* [What is expected]: Render every one of the rows below as a Markdown table with the columns Number and Text, one line per table row and blank lines skipped. Leave the pictures out.

--- Given entries ---

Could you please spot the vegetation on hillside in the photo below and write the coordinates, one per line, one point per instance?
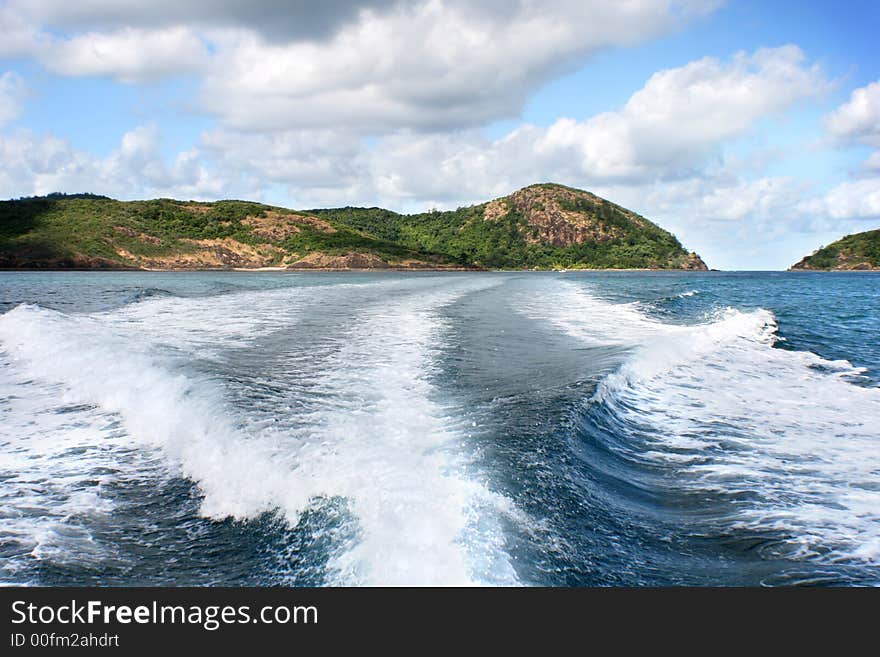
(513, 241)
(852, 252)
(542, 226)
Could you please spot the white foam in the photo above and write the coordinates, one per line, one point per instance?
(736, 414)
(377, 436)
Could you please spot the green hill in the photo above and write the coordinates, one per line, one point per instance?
(850, 253)
(543, 226)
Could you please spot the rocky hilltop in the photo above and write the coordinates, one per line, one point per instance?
(541, 226)
(858, 252)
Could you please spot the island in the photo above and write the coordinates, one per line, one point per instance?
(857, 252)
(542, 226)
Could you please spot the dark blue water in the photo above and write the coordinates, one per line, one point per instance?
(563, 429)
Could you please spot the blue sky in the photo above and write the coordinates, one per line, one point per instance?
(750, 129)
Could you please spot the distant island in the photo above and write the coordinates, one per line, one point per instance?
(543, 226)
(858, 252)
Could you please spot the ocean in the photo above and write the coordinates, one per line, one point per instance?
(522, 428)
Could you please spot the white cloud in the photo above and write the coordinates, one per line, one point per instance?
(12, 94)
(277, 19)
(639, 144)
(379, 66)
(427, 65)
(41, 164)
(858, 119)
(129, 55)
(853, 199)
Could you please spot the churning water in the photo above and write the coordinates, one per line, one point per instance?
(439, 428)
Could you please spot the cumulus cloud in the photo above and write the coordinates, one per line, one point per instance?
(641, 143)
(128, 54)
(276, 19)
(859, 118)
(380, 65)
(429, 65)
(40, 164)
(12, 93)
(853, 199)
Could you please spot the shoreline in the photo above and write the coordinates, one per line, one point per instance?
(294, 270)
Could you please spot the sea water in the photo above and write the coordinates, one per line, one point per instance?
(577, 428)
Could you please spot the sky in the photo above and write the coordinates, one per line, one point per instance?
(750, 129)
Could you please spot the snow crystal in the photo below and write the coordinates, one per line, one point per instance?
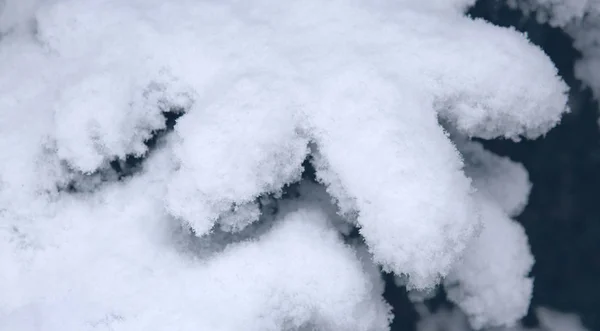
(357, 87)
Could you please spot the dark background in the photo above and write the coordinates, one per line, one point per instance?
(562, 219)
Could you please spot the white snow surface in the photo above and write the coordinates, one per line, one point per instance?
(357, 86)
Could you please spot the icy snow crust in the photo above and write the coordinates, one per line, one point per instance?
(357, 87)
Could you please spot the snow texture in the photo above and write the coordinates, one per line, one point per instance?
(358, 88)
(455, 320)
(581, 20)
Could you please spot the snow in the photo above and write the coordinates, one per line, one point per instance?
(357, 88)
(455, 320)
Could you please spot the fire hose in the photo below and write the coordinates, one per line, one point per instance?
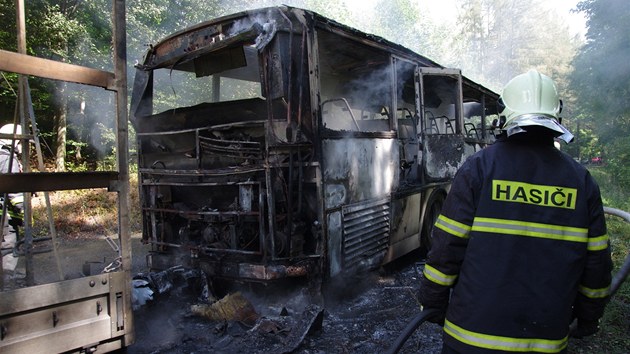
(425, 315)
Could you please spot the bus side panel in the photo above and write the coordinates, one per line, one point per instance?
(405, 236)
(358, 177)
(444, 155)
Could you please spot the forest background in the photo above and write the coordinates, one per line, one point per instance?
(490, 40)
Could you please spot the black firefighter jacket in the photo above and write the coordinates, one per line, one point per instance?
(522, 242)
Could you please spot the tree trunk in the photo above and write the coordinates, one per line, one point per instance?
(60, 159)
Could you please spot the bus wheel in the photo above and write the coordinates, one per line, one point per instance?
(434, 207)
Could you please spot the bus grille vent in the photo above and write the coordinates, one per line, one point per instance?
(366, 233)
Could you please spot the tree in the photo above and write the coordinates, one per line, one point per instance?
(600, 80)
(498, 39)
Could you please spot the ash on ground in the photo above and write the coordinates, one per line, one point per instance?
(362, 314)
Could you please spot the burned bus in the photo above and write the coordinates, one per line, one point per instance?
(278, 143)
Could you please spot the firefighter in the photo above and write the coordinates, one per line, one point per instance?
(520, 249)
(10, 163)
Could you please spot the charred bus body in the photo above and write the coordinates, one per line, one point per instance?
(277, 143)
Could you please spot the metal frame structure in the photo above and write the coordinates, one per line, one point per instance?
(91, 313)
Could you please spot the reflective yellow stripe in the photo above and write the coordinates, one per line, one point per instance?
(438, 277)
(598, 243)
(530, 229)
(504, 343)
(453, 227)
(594, 293)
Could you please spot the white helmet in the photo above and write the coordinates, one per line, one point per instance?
(531, 99)
(11, 129)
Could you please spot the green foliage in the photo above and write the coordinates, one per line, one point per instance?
(498, 39)
(602, 68)
(613, 337)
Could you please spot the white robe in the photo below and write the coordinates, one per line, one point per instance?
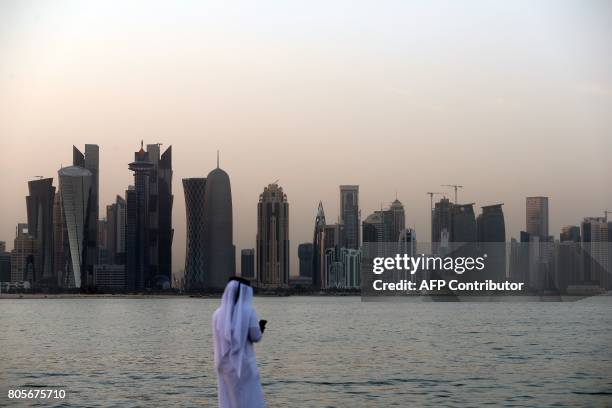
(238, 377)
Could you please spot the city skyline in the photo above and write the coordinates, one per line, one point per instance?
(178, 265)
(509, 99)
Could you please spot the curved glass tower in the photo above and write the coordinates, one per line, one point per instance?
(218, 230)
(195, 190)
(75, 187)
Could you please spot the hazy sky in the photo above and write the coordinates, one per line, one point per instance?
(508, 98)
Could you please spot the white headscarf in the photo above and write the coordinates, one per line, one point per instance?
(232, 324)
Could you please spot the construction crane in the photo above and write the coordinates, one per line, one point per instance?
(431, 194)
(455, 186)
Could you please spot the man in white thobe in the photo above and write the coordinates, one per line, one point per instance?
(235, 329)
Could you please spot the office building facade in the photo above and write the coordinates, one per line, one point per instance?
(273, 238)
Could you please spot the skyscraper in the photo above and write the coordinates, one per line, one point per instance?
(273, 238)
(116, 230)
(491, 239)
(596, 248)
(463, 223)
(160, 214)
(537, 217)
(319, 272)
(90, 161)
(195, 272)
(305, 254)
(149, 219)
(5, 266)
(247, 263)
(22, 255)
(441, 224)
(40, 226)
(349, 216)
(398, 223)
(60, 240)
(139, 274)
(570, 233)
(219, 250)
(75, 187)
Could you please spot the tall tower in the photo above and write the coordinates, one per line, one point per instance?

---

* [Answer to the task]:
| Number | Text |
|---|---|
| 1 | Could you please spot the vegetation on hillside in the photo below and write the coordinates, one per line, one point per instance? |
| 2 | (513, 241) |
| 3 | (852, 252) |
| 4 | (542, 226) |
| 5 | Could you please spot the white foam in the photo above and write the coordinates, one per line, one point per instance? |
| 6 | (736, 414) |
| 7 | (377, 436) |
| 8 | Could you please spot the green hill in the photo above and write the coordinates, one per line, one point per instance? |
| 9 | (850, 253) |
| 10 | (543, 226) |
| 11 | Could you please spot the rocky hilltop in the photo above and write the coordinates, one per line, one point per instance? |
| 12 | (541, 226) |
| 13 | (858, 252) |
| 14 | Could you please spot the island in the photo above and write the coordinates, one per line, one point per instance? |
| 15 | (857, 252) |
| 16 | (542, 226) |
| 17 | Could you please spot the dark blue water in the photo above and write the coordinates, one per line, one point per instance? |
| 18 | (563, 429) |
| 19 | Could you please spot the blue sky in the photo above and write the coordinates, one per line, one point per instance? |
| 20 | (750, 129) |
| 21 | Could you please spot the distant island in the photo above and write the coordinates, one per line, one point per instance? |
| 22 | (543, 226) |
| 23 | (858, 252) |
| 24 | Could you please spot the ocean in the photo above and write the coordinates, one per line, one point per instance? |
| 25 | (522, 428) |
| 26 | Could you please spot the white cloud in the photo above and write the coordinates, one per line, one point per instance? |
| 27 | (12, 94) |
| 28 | (277, 19) |
| 29 | (639, 144) |
| 30 | (379, 66) |
| 31 | (427, 65) |
| 32 | (41, 164) |
| 33 | (858, 119) |
| 34 | (129, 55) |
| 35 | (853, 199) |
| 36 | Could you please spot the churning water in the photo above and write the coordinates, one per line, one point per instance? |
| 37 | (439, 428) |
| 38 | Could you please spot the cumulus cloud in the photo above and write the coordinates, one per line, one point per instance? |
| 39 | (641, 143) |
| 40 | (128, 54) |
| 41 | (276, 19) |
| 42 | (859, 118) |
| 43 | (380, 65) |
| 44 | (429, 65) |
| 45 | (40, 164) |
| 46 | (12, 93) |
| 47 | (853, 199) |
| 48 | Could you please spot the shoreline in the photo above and write the coordinates, one per line, one point per instance? |
| 49 | (294, 270) |
| 50 | Could you please spot the sea water in the photo above and write the coordinates, one per line, one point per instance? |
| 51 | (577, 428) |
| 52 | Could you please spot the sky in the photo above and write the coordinates, one per line, one point per instance? |
| 53 | (750, 129) |
| 54 | Could you please spot the snow crystal in the photo below and write the coordinates, one per line, one point per instance? |
| 55 | (357, 87) |
| 56 | Could you please spot the dark background in the photo above and write the coordinates, one per line, one point per instance? |
| 57 | (562, 219) |
| 58 | Could you please spot the white snow surface in the photo above and write the coordinates, one per line, one point per instance? |
| 59 | (357, 86) |
| 60 | Could you please spot the icy snow crust in the photo above and write the coordinates, one per line, one point per instance? |
| 61 | (357, 87) |
| 62 | Could you please spot the snow texture in the photo above and write the coordinates, one per line, one point per instance? |
| 63 | (358, 88) |
| 64 | (455, 320) |
| 65 | (581, 20) |
| 66 | Could you please spot the snow in the photo above and write the coordinates, one per line, one point per instance? |
| 67 | (357, 88) |
| 68 | (455, 320) |
| 69 | Could you please spot the fire hose in the photo below and write the coordinates, one per line, one point per instance? |
| 70 | (425, 315) |
| 71 | Could you please spot the bus side panel in the photo above and write the coordinates, one per line, one point per instance? |
| 72 | (405, 236) |
| 73 | (358, 177) |
| 74 | (444, 155) |
| 75 | Could you please spot the forest background in the photo above and write the coordinates, one per line, one point per instance? |
| 76 | (490, 40) |
| 77 | Could you please spot the black firefighter jacket in the photo above and write the coordinates, one per line, one point per instance? |
| 78 | (522, 242) |
| 79 | Could you please spot the tree trunk in the photo above and write the coordinates, one per line, one point per instance? |
| 80 | (60, 159) |
| 81 | Could you please spot the bus wheel in the photo above and write the coordinates, one per line, one point per instance? |
| 82 | (434, 207) |
| 83 | Could you please spot the bus grille vent in the photo above and write the coordinates, one per line, one point per instance? |
| 84 | (366, 233) |
| 85 | Could you please spot the tree in the photo above and write the coordinates, one per line, one point per instance? |
| 86 | (600, 80) |
| 87 | (498, 39) |
| 88 | Could you please spot the ash on ground in the photo above and write the coordinates, one per line, one point per instance? |
| 89 | (362, 314) |
| 90 | Could you please spot the burned bus in the photo above and write the coordinates, one per line, one point per instance? |
| 91 | (278, 143) |
| 92 | Could you please spot the firefighter in the photo above and write the coordinates, one per line, one point per instance? |
| 93 | (520, 249) |
| 94 | (10, 163) |
| 95 | Could you please spot the charred bus body in the photo above and write the coordinates, one per line, one point per instance? |
| 96 | (277, 143) |
| 97 | Could you please spot the metal frame structure in the photo above and write the coordinates, one per line, one point per instance? |
| 98 | (91, 313) |
| 99 | Could you please spot the reflective yellow stripe in the photo above and write the coordinates, one per line, one point per instance? |
| 100 | (438, 277) |
| 101 | (598, 243) |
| 102 | (530, 229) |
| 103 | (504, 343) |
| 104 | (453, 227) |
| 105 | (594, 293) |
| 106 | Could you please spot the white helmet in the photo above and write the coordinates, one per line, one point per instance? |
| 107 | (531, 99) |
| 108 | (11, 129) |
| 109 | Could you please spot the green foliage in the photo above and write the coordinates, one per line, one point per instance? |
| 110 | (498, 39) |
| 111 | (602, 68) |
| 112 | (613, 337) |
| 113 | Could you please spot the white robe in the photo below and write the coordinates, one per line, one point per instance? |
| 114 | (238, 377) |
| 115 | Could you please spot the city skyline in the photo above and write the coordinates, one per line, one point per instance? |
| 116 | (178, 265) |
| 117 | (509, 99) |
| 118 | Could you please spot the curved glass tower in the photo above and write the coordinates, one per line, one point per instance? |
| 119 | (218, 230) |
| 120 | (195, 190) |
| 121 | (75, 187) |
| 122 | Could you please spot the hazy sky in the photo above and write the coordinates, one per line, one point per instance? |
| 123 | (508, 98) |
| 124 | Could you please spot the white headscarf in the photo above and write the coordinates, one per line, one point per instance? |
| 125 | (232, 324) |
| 126 | Could you please spot the construction crane in the photo above and write the coordinates, one per line, one point per instance? |
| 127 | (431, 194) |
| 128 | (455, 186) |
| 129 | Could you please spot the man in white thobe in the photo above and write the coordinates, one per line, one point per instance? |
| 130 | (235, 329) |
| 131 | Could you please spot the office building facade in the photo above and write the coordinates, one per line, one point per instance? |
| 132 | (273, 238) |
| 133 | Could you please spot the skyscraper in the photo above and write the coordinates, one per line, one point per instance? |
| 134 | (273, 238) |
| 135 | (116, 230) |
| 136 | (491, 239) |
| 137 | (596, 248) |
| 138 | (463, 223) |
| 139 | (160, 214) |
| 140 | (537, 217) |
| 141 | (319, 272) |
| 142 | (90, 161) |
| 143 | (195, 272) |
| 144 | (305, 254) |
| 145 | (149, 219) |
| 146 | (5, 266) |
| 147 | (247, 263) |
| 148 | (22, 255) |
| 149 | (441, 224) |
| 150 | (40, 226) |
| 151 | (349, 216) |
| 152 | (398, 223) |
| 153 | (60, 240) |
| 154 | (139, 274) |
| 155 | (570, 233) |
| 156 | (219, 250) |
| 157 | (75, 187) |
| 158 | Could you please spot the tall tower in the photo above and write the coordinates, one per line, one point per instance? |